┌────────

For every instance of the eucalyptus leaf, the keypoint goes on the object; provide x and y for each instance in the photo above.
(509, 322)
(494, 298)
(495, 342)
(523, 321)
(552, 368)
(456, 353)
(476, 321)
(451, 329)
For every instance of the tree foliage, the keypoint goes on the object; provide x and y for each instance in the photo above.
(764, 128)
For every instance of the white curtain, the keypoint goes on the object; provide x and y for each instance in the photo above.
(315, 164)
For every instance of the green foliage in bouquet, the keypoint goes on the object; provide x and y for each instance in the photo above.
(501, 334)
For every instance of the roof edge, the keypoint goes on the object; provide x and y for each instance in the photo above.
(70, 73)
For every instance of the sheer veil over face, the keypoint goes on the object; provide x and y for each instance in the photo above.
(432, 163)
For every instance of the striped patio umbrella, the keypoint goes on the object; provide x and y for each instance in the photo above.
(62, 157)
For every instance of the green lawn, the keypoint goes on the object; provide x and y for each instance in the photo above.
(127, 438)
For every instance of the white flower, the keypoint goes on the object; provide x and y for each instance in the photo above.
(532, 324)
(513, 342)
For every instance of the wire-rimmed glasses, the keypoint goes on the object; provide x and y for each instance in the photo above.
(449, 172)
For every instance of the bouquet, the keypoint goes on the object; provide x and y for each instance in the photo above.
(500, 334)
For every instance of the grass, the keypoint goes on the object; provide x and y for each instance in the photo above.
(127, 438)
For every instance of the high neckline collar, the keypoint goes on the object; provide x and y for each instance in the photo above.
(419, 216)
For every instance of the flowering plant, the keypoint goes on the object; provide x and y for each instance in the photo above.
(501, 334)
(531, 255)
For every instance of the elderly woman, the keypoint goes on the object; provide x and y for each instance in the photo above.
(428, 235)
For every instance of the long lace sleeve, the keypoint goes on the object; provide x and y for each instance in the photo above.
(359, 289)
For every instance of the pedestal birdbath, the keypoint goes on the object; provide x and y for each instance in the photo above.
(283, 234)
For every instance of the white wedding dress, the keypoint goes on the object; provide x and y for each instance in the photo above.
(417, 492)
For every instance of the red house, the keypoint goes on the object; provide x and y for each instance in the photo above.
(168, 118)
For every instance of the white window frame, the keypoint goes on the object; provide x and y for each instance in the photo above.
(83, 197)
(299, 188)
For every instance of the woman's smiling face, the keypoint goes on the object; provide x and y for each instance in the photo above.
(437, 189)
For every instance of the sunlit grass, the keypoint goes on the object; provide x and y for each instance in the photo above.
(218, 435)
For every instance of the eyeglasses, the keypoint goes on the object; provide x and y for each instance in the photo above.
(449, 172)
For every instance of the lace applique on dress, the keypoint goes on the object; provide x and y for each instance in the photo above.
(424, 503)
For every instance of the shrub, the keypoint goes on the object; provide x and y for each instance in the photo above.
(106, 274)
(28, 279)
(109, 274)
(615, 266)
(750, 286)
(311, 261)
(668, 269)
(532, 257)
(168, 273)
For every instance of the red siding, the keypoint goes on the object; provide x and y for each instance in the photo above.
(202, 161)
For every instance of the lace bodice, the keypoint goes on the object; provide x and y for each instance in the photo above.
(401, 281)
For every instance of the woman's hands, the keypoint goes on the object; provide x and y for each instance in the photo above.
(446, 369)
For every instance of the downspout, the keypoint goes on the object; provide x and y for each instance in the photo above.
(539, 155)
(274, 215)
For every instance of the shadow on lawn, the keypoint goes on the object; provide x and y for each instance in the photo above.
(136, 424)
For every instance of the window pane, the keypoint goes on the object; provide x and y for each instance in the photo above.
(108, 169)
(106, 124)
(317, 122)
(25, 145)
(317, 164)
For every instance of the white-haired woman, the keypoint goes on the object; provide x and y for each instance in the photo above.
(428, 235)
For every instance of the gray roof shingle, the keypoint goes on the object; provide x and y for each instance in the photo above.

└────────
┌────────

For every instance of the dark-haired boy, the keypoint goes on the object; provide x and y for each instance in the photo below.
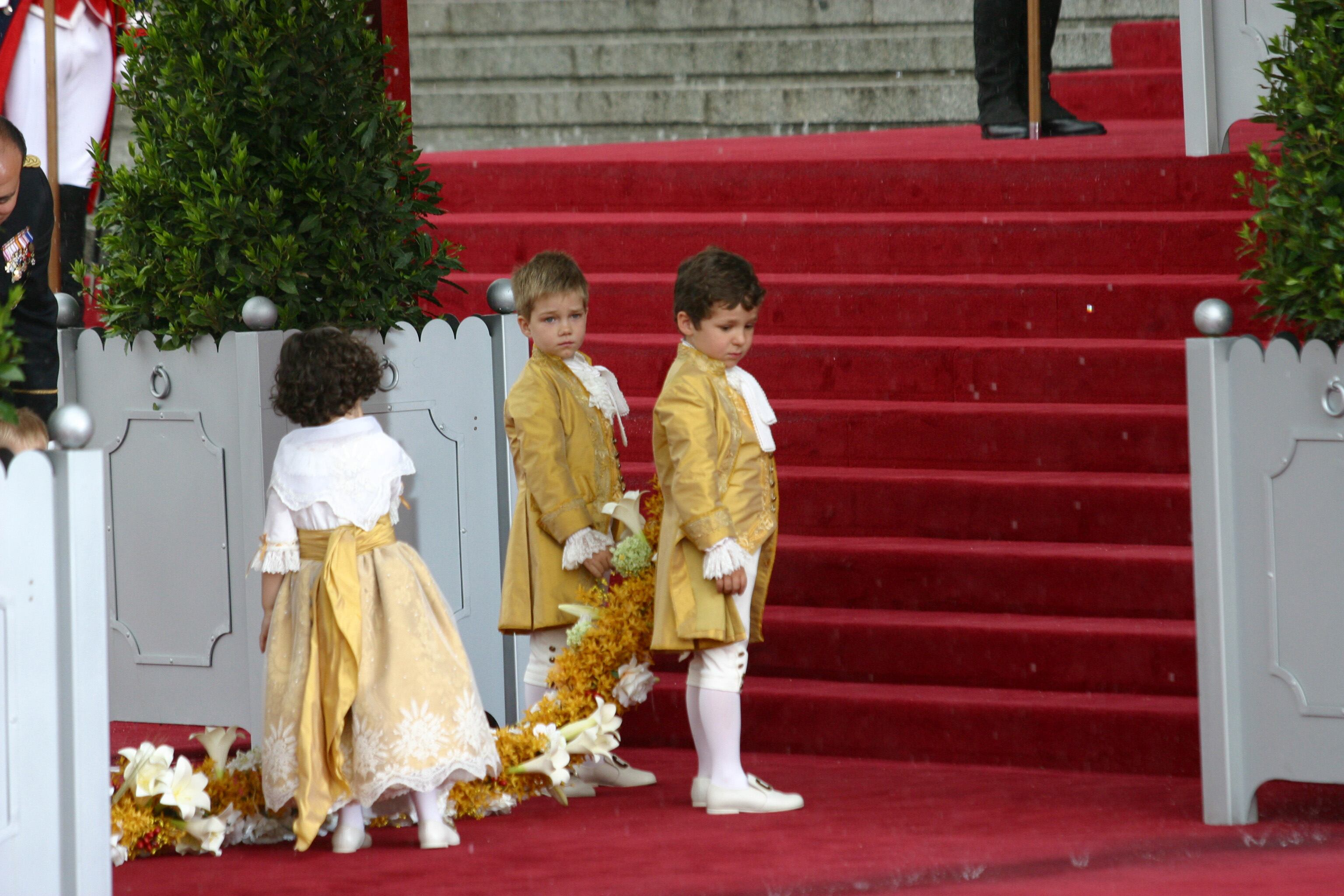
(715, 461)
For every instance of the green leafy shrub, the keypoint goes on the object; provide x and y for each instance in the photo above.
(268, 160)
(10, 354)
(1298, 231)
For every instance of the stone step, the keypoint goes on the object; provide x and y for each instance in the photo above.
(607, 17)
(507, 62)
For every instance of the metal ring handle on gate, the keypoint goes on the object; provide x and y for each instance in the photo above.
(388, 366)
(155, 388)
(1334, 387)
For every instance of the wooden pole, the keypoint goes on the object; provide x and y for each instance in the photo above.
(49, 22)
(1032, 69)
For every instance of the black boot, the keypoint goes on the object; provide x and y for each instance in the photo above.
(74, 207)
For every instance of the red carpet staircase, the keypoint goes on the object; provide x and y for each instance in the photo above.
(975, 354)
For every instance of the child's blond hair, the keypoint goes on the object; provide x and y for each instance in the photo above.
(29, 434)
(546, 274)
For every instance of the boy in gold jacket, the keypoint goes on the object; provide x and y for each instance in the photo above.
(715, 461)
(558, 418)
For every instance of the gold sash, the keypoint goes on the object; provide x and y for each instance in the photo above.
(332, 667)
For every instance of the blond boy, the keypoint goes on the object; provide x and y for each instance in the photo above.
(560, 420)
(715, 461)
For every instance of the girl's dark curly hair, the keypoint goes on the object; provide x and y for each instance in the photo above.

└────────
┌────────

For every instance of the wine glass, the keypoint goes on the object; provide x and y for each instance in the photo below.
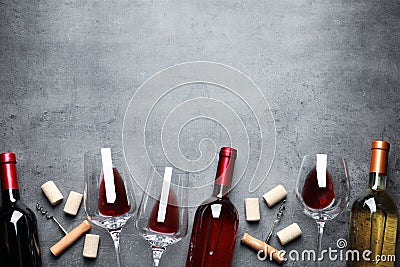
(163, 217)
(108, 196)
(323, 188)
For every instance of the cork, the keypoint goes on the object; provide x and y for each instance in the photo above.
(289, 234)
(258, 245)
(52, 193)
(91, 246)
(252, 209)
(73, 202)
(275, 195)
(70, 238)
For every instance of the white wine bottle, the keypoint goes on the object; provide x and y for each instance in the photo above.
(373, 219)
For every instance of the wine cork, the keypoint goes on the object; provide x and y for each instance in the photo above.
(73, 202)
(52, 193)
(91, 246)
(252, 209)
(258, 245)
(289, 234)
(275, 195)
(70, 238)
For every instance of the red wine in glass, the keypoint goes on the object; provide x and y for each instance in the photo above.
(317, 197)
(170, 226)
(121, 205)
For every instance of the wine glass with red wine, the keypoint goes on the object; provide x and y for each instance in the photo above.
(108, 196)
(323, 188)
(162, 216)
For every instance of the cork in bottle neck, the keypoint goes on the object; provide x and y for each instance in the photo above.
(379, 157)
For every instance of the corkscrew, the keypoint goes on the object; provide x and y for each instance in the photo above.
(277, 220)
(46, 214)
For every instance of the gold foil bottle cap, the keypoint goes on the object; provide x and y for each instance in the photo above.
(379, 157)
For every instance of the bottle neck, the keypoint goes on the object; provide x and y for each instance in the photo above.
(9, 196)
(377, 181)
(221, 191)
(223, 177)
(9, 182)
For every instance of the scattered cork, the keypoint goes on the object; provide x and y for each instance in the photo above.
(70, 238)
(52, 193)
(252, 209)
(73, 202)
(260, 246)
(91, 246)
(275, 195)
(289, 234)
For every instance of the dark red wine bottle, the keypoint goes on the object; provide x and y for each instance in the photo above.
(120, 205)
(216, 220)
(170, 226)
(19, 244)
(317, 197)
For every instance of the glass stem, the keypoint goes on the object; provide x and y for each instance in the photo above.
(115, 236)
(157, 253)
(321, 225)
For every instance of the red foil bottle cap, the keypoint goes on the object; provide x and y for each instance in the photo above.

└────────

## TASK REQUIREMENTS
In the data above, find the line with "For every instance of the lace bodice, the" and the line with "For every instance of the gray". Retype both, plus every line between them, exactly.

## REPLY TO THE EXERCISE
For every instance of the lace bodice, the keypoint goes on the object; provide x and y for each instance in the photo above.
(401, 281)
For every instance of the woman's hands, the keypoint goes on the object; provide x and y for each instance in the photo above.
(446, 369)
For every instance of the downspout, the keypoint goes on the object; provide x and y for each instance in the photo above.
(539, 155)
(274, 215)
For every instance of the shadow on lawn, the keypoint goes on the object; provide x and y for each instance in the photo above.
(136, 424)
For every instance of the window pane, the keypoint goes on the object; provide x and y for each instance in the photo above.
(108, 169)
(106, 124)
(317, 122)
(25, 145)
(317, 164)
For every instance of the white-haired woman, the keypoint goes on the object; provide x and y for each instance in the photo above.
(428, 235)
For every instance of the gray roof shingle, the keypoint goes on the object; provide x and y for each instance in the photo above.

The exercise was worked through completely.